**Request**
Extract every line of the material below and copy each one exactly. Leave the pictures out of your answer.

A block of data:
──────────────────────────────
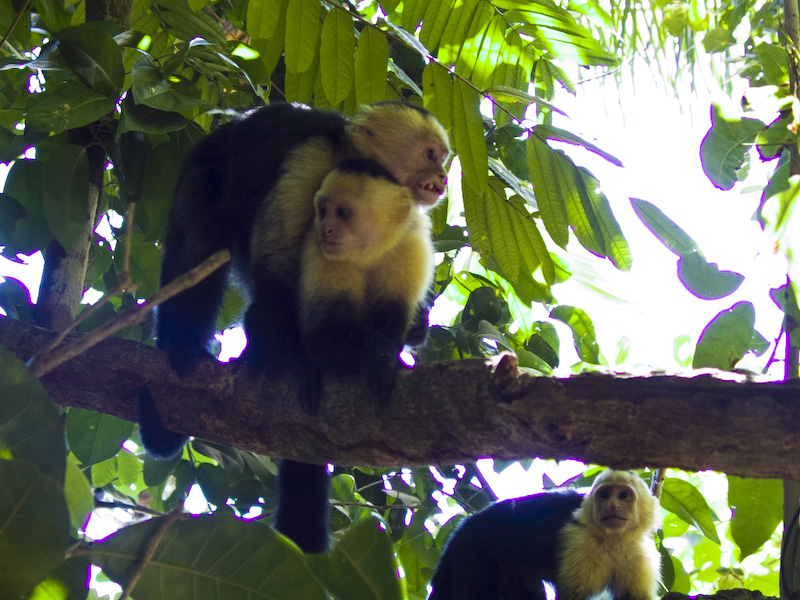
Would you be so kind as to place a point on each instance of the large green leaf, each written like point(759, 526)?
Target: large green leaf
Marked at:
point(556, 32)
point(263, 17)
point(727, 338)
point(34, 526)
point(479, 54)
point(218, 556)
point(724, 147)
point(302, 34)
point(468, 136)
point(362, 566)
point(69, 106)
point(30, 231)
point(664, 228)
point(705, 280)
point(94, 437)
point(152, 89)
point(65, 194)
point(553, 182)
point(437, 86)
point(371, 62)
point(605, 229)
point(337, 61)
point(30, 428)
point(685, 500)
point(94, 57)
point(757, 506)
point(188, 24)
point(583, 335)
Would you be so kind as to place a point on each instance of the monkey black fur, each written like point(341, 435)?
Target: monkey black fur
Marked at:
point(249, 187)
point(581, 544)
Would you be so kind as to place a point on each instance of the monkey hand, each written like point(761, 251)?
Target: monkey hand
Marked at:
point(378, 373)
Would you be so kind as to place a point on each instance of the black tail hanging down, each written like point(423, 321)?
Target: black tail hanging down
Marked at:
point(303, 505)
point(160, 442)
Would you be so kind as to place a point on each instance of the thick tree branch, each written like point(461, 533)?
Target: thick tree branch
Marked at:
point(448, 412)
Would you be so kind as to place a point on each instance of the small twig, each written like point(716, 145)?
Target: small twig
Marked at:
point(657, 482)
point(150, 550)
point(123, 284)
point(41, 364)
point(125, 506)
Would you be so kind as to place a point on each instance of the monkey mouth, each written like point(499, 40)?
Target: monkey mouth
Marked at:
point(614, 521)
point(429, 193)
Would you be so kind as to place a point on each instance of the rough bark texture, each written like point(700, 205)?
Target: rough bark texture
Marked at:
point(448, 412)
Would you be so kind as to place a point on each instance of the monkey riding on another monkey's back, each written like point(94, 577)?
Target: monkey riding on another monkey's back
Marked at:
point(583, 545)
point(250, 187)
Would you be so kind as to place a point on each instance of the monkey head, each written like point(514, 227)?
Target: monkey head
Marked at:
point(621, 503)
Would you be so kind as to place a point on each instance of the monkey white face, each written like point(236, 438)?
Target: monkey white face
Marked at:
point(340, 230)
point(615, 506)
point(424, 172)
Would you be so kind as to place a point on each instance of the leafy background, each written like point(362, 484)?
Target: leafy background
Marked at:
point(138, 94)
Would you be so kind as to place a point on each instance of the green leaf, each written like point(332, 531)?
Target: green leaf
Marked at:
point(34, 526)
point(561, 135)
point(604, 226)
point(685, 500)
point(228, 558)
point(705, 280)
point(371, 63)
point(30, 428)
point(78, 493)
point(478, 58)
point(139, 117)
point(337, 60)
point(145, 264)
point(483, 304)
point(583, 335)
point(468, 136)
point(65, 194)
point(263, 17)
point(151, 89)
point(475, 214)
point(66, 582)
point(30, 231)
point(551, 186)
point(94, 437)
point(437, 15)
point(94, 57)
point(664, 228)
point(302, 34)
point(69, 106)
point(775, 62)
point(555, 31)
point(362, 565)
point(726, 339)
point(187, 24)
point(757, 506)
point(437, 86)
point(723, 149)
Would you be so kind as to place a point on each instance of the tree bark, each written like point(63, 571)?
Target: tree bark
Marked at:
point(447, 413)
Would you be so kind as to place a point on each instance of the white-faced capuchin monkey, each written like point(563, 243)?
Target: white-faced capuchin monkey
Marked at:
point(249, 187)
point(365, 270)
point(582, 545)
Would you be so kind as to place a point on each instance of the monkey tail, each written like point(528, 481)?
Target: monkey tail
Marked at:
point(160, 442)
point(303, 505)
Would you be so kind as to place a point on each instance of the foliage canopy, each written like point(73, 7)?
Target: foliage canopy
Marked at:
point(143, 91)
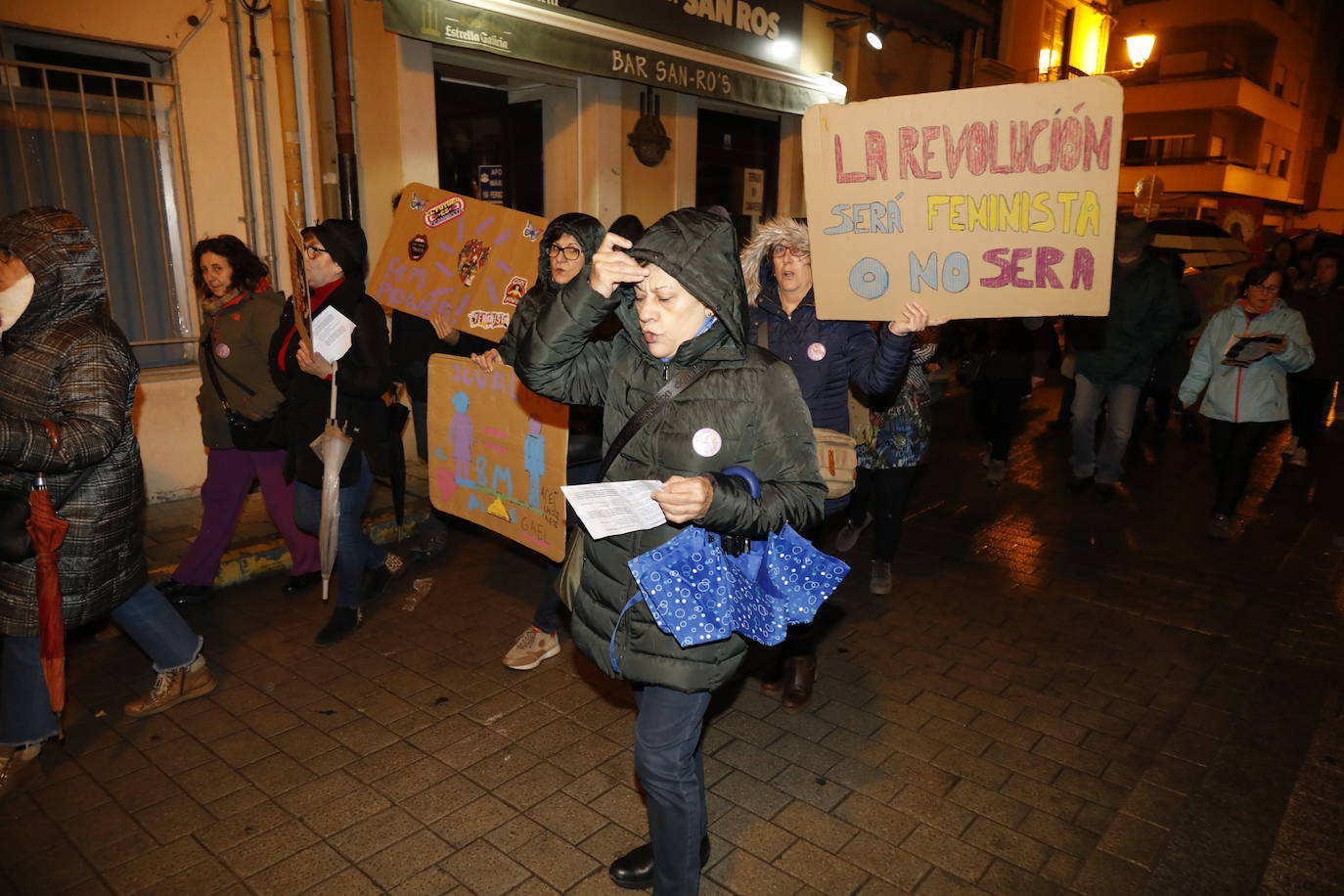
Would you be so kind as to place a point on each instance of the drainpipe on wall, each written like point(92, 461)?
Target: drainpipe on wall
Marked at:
point(284, 40)
point(345, 161)
point(245, 136)
point(324, 113)
point(255, 75)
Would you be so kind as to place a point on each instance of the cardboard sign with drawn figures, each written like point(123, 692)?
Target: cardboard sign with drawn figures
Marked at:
point(460, 255)
point(496, 453)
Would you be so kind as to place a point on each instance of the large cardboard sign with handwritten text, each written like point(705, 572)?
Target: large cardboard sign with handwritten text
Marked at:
point(459, 255)
point(976, 203)
point(496, 453)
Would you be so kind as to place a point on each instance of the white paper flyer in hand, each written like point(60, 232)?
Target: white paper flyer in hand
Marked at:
point(615, 508)
point(331, 334)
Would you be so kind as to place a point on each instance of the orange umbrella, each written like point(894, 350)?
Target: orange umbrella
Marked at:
point(47, 532)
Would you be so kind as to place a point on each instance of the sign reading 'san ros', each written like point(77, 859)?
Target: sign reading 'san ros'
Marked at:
point(992, 202)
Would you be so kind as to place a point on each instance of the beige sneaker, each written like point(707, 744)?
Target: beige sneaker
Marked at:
point(172, 688)
point(17, 763)
point(531, 648)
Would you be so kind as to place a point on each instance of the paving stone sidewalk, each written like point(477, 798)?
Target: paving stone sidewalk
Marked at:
point(1060, 696)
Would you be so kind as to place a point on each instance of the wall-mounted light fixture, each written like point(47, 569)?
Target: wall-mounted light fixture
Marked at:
point(1140, 45)
point(876, 31)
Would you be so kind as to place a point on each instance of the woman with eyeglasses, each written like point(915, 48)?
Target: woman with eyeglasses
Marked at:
point(826, 357)
point(335, 262)
point(1242, 363)
point(238, 313)
point(564, 251)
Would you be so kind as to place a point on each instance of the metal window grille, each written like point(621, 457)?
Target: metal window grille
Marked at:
point(90, 128)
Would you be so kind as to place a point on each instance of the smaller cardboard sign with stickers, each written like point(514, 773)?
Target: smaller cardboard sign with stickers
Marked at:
point(457, 255)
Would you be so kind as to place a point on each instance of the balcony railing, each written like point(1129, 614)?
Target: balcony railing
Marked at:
point(1058, 72)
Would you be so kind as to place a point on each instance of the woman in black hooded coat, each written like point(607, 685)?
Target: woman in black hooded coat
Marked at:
point(564, 254)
──────────────────────────────
**Completed task**
Would you be so kind as to place a point on each instance of the large green leaf, each written like point(759, 526)?
Target: large green leaf
Marked at:
point(556, 32)
point(263, 17)
point(727, 338)
point(34, 526)
point(479, 54)
point(218, 556)
point(724, 147)
point(302, 34)
point(468, 136)
point(362, 566)
point(69, 106)
point(30, 231)
point(664, 228)
point(705, 280)
point(94, 437)
point(152, 89)
point(65, 194)
point(553, 182)
point(437, 86)
point(371, 62)
point(605, 229)
point(337, 61)
point(30, 428)
point(685, 500)
point(94, 57)
point(757, 506)
point(188, 24)
point(583, 335)
Would you be so kind as to place a point on each instance of the monkey black fur, each written like point(341, 435)?
Target: monkey black fur
Marked at:
point(249, 187)
point(581, 544)
Would you be so kind as to place a point on each instance of the monkey hand, each written like point(761, 251)?
Target: monkey hand
Marked at:
point(378, 373)
Would you be so kind as to place a point on each instance of the black tail hanging down, each written like point(423, 321)?
Target: black tail hanging down
Marked at:
point(303, 505)
point(160, 442)
Would you be so kind as to place a point on each instance of the thick tree branch, each written like point(461, 533)?
Target: thick tree branch
Marked at:
point(448, 412)
Would you be so kind as to place a point on each instance of the small twig, each written like point(716, 145)?
Target: small twig
Marked at:
point(657, 482)
point(150, 550)
point(123, 284)
point(41, 364)
point(125, 506)
Would you be so kind as to place a point on each instance of the monkey mouth, each written like point(499, 40)?
Target: monkey mouth
Marked at:
point(614, 521)
point(429, 193)
Would you be so kind as to place a point on each instance of the rough bark texture, each written like point(700, 205)?
Target: rough bark texture
Marked at:
point(448, 412)
Would you be so kind as to place a point on each instance of the monkey riding on another monkey's back, each written like point(94, 577)?
Target: monkey riding on another monkey's back
Marked at:
point(583, 545)
point(250, 187)
Would you be so kind as to place a point on each instance of the monkey head, each written like point(514, 227)?
Target: monkey head
Marked at:
point(621, 503)
Would you be so kind as to place a point on each instance of the monkey white face, each written like point(236, 438)?
Target: monkey white face
Marked at:
point(340, 230)
point(615, 506)
point(424, 172)
Would you be so kind as to place a point on each instance of the leafy background, each written like point(362, 484)?
Target: leafy background
Marked at:
point(138, 94)
Would you be so kind as to place a point on each instance of the green leaf, each written like point(332, 531)?
Target: green leaf
Marked at:
point(34, 526)
point(561, 135)
point(604, 226)
point(685, 500)
point(228, 558)
point(705, 280)
point(371, 63)
point(30, 428)
point(78, 493)
point(478, 58)
point(139, 117)
point(337, 60)
point(145, 264)
point(483, 304)
point(583, 335)
point(468, 136)
point(65, 194)
point(263, 17)
point(151, 89)
point(475, 214)
point(66, 582)
point(30, 231)
point(551, 186)
point(94, 437)
point(437, 15)
point(94, 57)
point(664, 228)
point(302, 34)
point(69, 106)
point(775, 62)
point(555, 31)
point(362, 565)
point(726, 339)
point(187, 24)
point(757, 506)
point(437, 86)
point(723, 149)
Would you be so kind as to place a point on each instance of the tree bark, each written like point(63, 571)?
Target: tree bark
Marked at:
point(447, 413)
Would you be so kind as to place a point on each instance of the white-faced capuchin monkey, each written like point(563, 243)?
Target: white-faced capuchin monkey
Marked at:
point(249, 187)
point(365, 270)
point(582, 545)
Would you be so kind as to place a point on each instance of the monkey tail, each written like point(528, 481)?
Target: monkey tail
Marked at:
point(160, 442)
point(303, 505)
Would you be so kind as to place a point on each instance of the foliage canopy, each written like point(73, 7)?
Target: foliage canopy
Marked at:
point(143, 91)
Would you be so kind as to place a point on each instance of the drainpipe on wall, each written like point(92, 461)?
Target: drainpipe on wall
Marked at:
point(284, 40)
point(345, 161)
point(245, 136)
point(324, 113)
point(255, 75)
Would you be so kind as to place a point on each instance of the cardboard sign with drawn figures, each written like point(123, 692)?
Target: cardboard sign with drawn figures
Marked at:
point(460, 255)
point(496, 453)
Would you be so kind as to place a point on each instance of the large cardboard sign with handwritten text, each written like point(705, 572)?
Target: large cardboard sign with handwritten text
Marked at:
point(459, 255)
point(976, 203)
point(496, 453)
Would you be so kind as to place a point on each instance of the white paper flyer in hand, each written like point(60, 232)?
Target: white paper flyer in hand
Marked at:
point(615, 508)
point(331, 334)
Would you be so kind as to place a point on each instance of the orange umbrella, each written like point(894, 350)?
Target: orange umbrella
Marked at:
point(47, 532)
Would you be so kind as to place a point on each instance of the sign reading 'san ros', each written like point(77, 859)?
Target: sign reading 'san ros'
Marked at:
point(992, 202)
Would you be so kind as to place a point on each instance of the beige sneaker, each written like point(707, 744)?
Target: beige sneaker
Marked at:
point(172, 688)
point(17, 763)
point(531, 648)
Would you be so kind as to place a point on each instance of the paving stone sidewalk, each written like point(477, 798)?
Target: paving stone sidewalk
Marked at:
point(1060, 696)
Would you be so kind as to place a point on each instance of the wall-mounted light fixture, each written like point(47, 569)?
Target: wall-mounted light fixture
Marked at:
point(1140, 45)
point(876, 31)
Would you be so kind as to place a point on each instance of the woman with eyeglasses, each written like point(915, 48)?
Target: woman with eyeglasses
Marked at:
point(826, 357)
point(335, 262)
point(1242, 363)
point(238, 313)
point(564, 251)
Would you be so kind as to place a point on each instance of the metal window grille, each written like point(621, 457)?
Target: metal window grille
Marked at:
point(90, 128)
Would you be so kind as to place a point on each instance of the smaller cardboard sign with stickers, each written like point(514, 773)?
Target: smaller cardboard sign with stickers
Marked at:
point(457, 255)
Would you be so kind as to place a point on each instance of the balcony railing, each written like point(1129, 614)?
Target: balcony railing
Marked at:
point(1058, 72)
Would you be so kind as to place a point on each instance of the woman in black hooded coat, each written like point(607, 685)?
Target: woman in black hooded coat
Marked at:
point(564, 254)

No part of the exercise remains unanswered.